### Source material

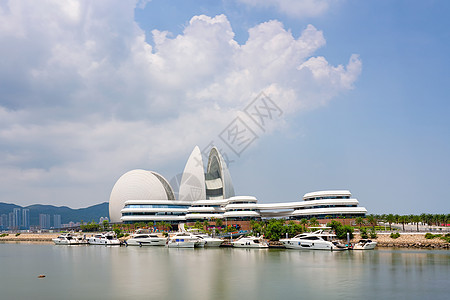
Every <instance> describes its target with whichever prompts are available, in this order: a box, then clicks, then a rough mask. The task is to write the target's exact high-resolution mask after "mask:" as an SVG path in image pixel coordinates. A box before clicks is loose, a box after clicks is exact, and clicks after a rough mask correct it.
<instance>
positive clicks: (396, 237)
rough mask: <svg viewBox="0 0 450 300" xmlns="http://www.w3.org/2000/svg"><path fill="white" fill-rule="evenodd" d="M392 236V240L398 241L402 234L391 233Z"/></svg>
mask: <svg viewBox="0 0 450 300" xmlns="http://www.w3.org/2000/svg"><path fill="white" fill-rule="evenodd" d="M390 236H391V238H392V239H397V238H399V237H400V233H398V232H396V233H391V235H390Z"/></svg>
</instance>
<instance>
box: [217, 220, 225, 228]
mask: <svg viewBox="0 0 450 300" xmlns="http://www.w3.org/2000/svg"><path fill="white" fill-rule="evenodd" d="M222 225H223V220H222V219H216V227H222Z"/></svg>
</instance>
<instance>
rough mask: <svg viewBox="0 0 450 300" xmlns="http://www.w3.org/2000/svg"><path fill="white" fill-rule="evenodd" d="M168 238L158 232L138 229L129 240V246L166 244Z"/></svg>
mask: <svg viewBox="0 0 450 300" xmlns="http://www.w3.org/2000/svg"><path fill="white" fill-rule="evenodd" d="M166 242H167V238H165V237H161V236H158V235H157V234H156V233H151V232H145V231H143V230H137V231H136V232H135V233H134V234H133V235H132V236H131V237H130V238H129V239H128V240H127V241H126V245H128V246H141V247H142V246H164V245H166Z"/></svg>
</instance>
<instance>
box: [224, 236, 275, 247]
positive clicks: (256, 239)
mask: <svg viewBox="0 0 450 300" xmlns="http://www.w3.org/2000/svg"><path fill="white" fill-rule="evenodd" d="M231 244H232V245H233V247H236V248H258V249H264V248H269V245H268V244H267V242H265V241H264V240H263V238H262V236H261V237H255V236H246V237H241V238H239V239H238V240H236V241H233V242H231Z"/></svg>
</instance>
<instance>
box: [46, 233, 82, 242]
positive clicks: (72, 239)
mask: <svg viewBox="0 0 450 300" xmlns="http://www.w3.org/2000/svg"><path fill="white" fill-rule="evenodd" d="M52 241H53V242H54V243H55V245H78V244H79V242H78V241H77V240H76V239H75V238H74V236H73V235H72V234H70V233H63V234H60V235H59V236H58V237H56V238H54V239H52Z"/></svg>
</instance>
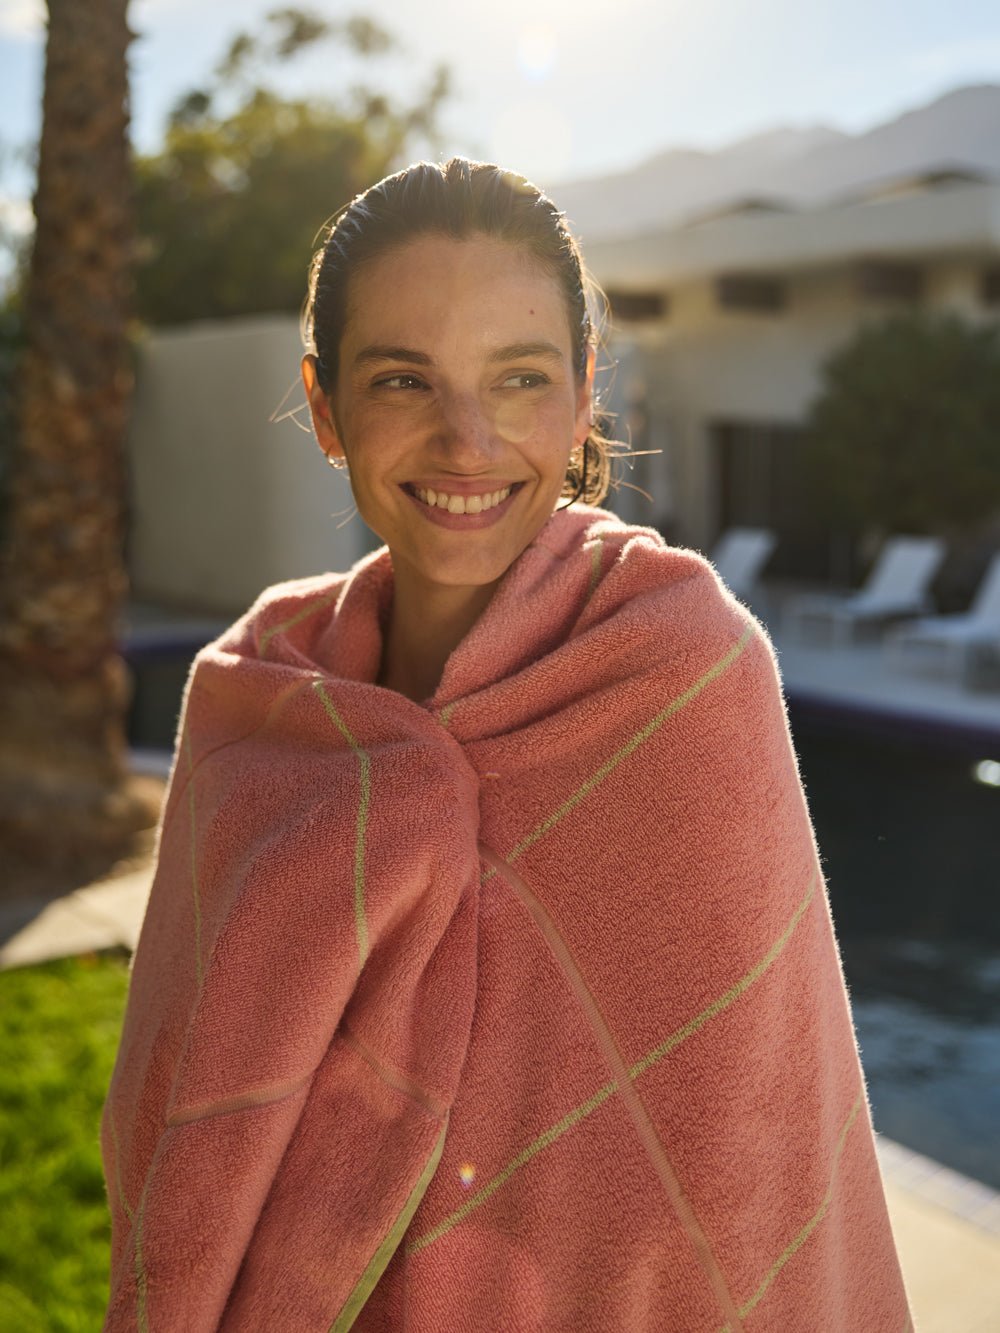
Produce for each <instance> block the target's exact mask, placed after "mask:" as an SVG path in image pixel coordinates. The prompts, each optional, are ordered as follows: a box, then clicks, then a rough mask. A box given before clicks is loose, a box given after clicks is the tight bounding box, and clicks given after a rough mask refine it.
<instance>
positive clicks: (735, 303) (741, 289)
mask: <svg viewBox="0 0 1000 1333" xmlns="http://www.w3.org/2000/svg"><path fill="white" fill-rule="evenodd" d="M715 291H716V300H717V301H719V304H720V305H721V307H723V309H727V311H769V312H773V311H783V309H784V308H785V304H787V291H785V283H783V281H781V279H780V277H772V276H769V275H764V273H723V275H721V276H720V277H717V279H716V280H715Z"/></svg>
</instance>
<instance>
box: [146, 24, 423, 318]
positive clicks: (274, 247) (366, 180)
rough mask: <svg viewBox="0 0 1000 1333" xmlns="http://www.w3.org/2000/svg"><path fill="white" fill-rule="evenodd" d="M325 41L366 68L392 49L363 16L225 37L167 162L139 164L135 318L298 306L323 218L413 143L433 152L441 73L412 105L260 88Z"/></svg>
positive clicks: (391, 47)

### Problem details
Only the records, copied exactly and without pictures, should make up the answer.

### Solution to the exercise
Every <instance> describes its target with whichever prompts are available, in this order: a box, then clicks, then a rough mask. The task is to write the target's exact high-resolution mask after "mask:" as an SVG path in image pixel coordinates. A box before clicks is loose, a box after clicks is exact, and clicks after a rough mask correct it.
<instance>
positive clicks: (396, 237)
rough mask: <svg viewBox="0 0 450 300" xmlns="http://www.w3.org/2000/svg"><path fill="white" fill-rule="evenodd" d="M392 236V240L398 241L402 234L391 233Z"/></svg>
mask: <svg viewBox="0 0 450 300" xmlns="http://www.w3.org/2000/svg"><path fill="white" fill-rule="evenodd" d="M390 236H391V238H392V239H397V238H399V237H400V233H398V232H396V233H391V235H390Z"/></svg>
</instance>
<instance>
box: [217, 220, 225, 228]
mask: <svg viewBox="0 0 450 300" xmlns="http://www.w3.org/2000/svg"><path fill="white" fill-rule="evenodd" d="M222 225H223V220H222V219H216V227H222Z"/></svg>
</instance>
<instance>
rough mask: <svg viewBox="0 0 450 300" xmlns="http://www.w3.org/2000/svg"><path fill="white" fill-rule="evenodd" d="M168 238L158 232L138 229L129 240V246L166 244Z"/></svg>
mask: <svg viewBox="0 0 450 300" xmlns="http://www.w3.org/2000/svg"><path fill="white" fill-rule="evenodd" d="M166 242H167V238H165V237H161V236H158V235H157V234H156V233H151V232H145V231H143V230H137V231H136V232H135V233H134V234H133V235H132V236H131V237H130V238H129V239H128V240H127V241H126V245H128V246H141V247H142V246H164V245H166Z"/></svg>
</instance>
<instance>
box: [224, 236, 275, 247]
positive clicks: (256, 239)
mask: <svg viewBox="0 0 450 300" xmlns="http://www.w3.org/2000/svg"><path fill="white" fill-rule="evenodd" d="M231 244H232V245H233V247H236V248H258V249H264V248H269V245H268V244H267V242H265V241H264V240H263V238H262V236H261V237H255V236H246V237H241V238H239V239H238V240H236V241H233V242H231Z"/></svg>
</instance>
<instance>
box: [46, 233, 82, 242]
positive clicks: (72, 239)
mask: <svg viewBox="0 0 450 300" xmlns="http://www.w3.org/2000/svg"><path fill="white" fill-rule="evenodd" d="M52 241H53V242H54V243H55V245H78V244H79V242H78V241H77V240H76V239H75V238H74V236H73V235H72V234H70V233H63V234H60V235H59V236H58V237H56V238H54V239H52Z"/></svg>
</instance>
Produce for each <instance> block the target's exact mask, placed after "mask:" as an SVG path in image pixel coordinates. The prompts, each optional, are ordered as follows: a box, then clicks, then a rough mask. A box given before clicks is loose, a box given after clicks is the tight bounding box, and clicks given after a rough mask refine it.
<instance>
positive clicks: (735, 303) (741, 289)
mask: <svg viewBox="0 0 1000 1333" xmlns="http://www.w3.org/2000/svg"><path fill="white" fill-rule="evenodd" d="M715 291H716V300H717V301H719V304H720V305H721V307H723V309H727V311H769V312H773V311H783V309H784V308H785V304H787V291H785V283H783V281H781V279H780V277H772V276H769V275H764V273H723V275H721V276H720V277H717V279H716V280H715Z"/></svg>
</instance>
<instance>
box: [146, 24, 423, 318]
positive clicks: (274, 247) (366, 180)
rough mask: <svg viewBox="0 0 1000 1333" xmlns="http://www.w3.org/2000/svg"><path fill="white" fill-rule="evenodd" d="M325 41L366 68L392 49L363 16L225 37L167 162L139 164L135 318L298 306L323 218L413 143L433 152L441 73L412 105L260 88Z"/></svg>
positive clicks: (391, 47)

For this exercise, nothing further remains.